_Your assignment_: Would you restate all of the entries verbatim, minus any images?

_Data provided_:
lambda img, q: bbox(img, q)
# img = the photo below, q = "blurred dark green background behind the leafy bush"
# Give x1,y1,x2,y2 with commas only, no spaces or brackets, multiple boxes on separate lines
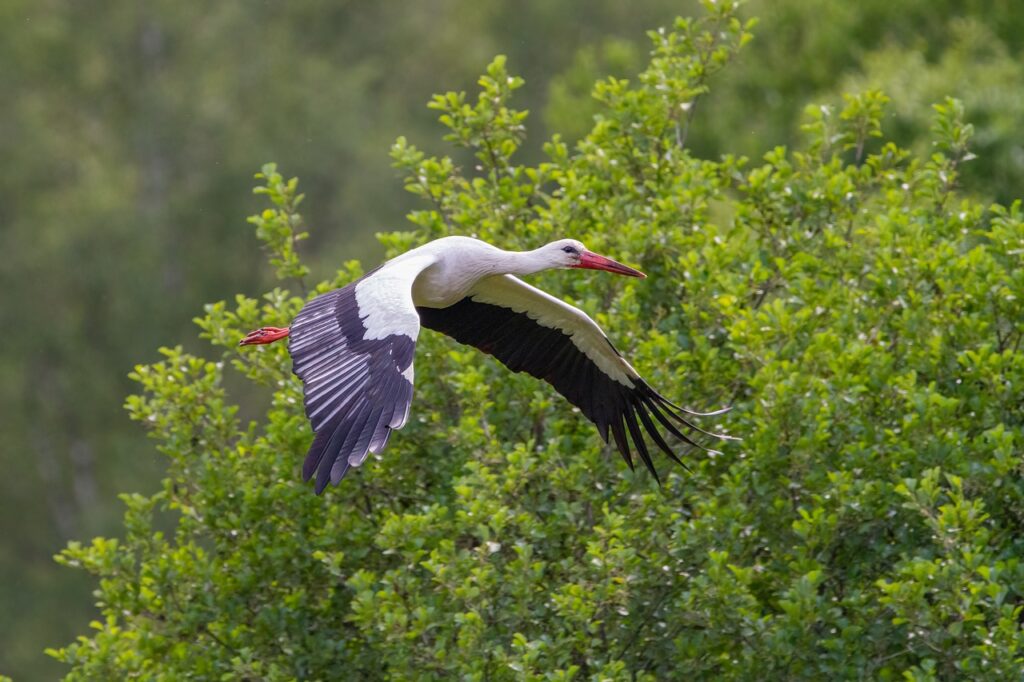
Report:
6,0,1024,679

_Reply to the task_:
lambda img, q: bbox(img, q)
# img = the photo below, q = "blurred dark green background behind the leafy bush"
# Give x1,y1,x2,y2 with commas only, no spaces or brackets, multiple boxes on separate lines
Report:
6,0,1024,679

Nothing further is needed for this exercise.